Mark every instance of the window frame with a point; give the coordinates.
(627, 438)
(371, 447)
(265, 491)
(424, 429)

★ ★ ★ ★

Rewrite every line of the records, requests included, with each coordinate in the answers multiplied by 1.5 and rounded to the nearest whole number, halves rounding up.

### Exercise response
Mark every instance of the window frame with a point; give the coordinates.
(941, 657)
(557, 671)
(398, 737)
(636, 644)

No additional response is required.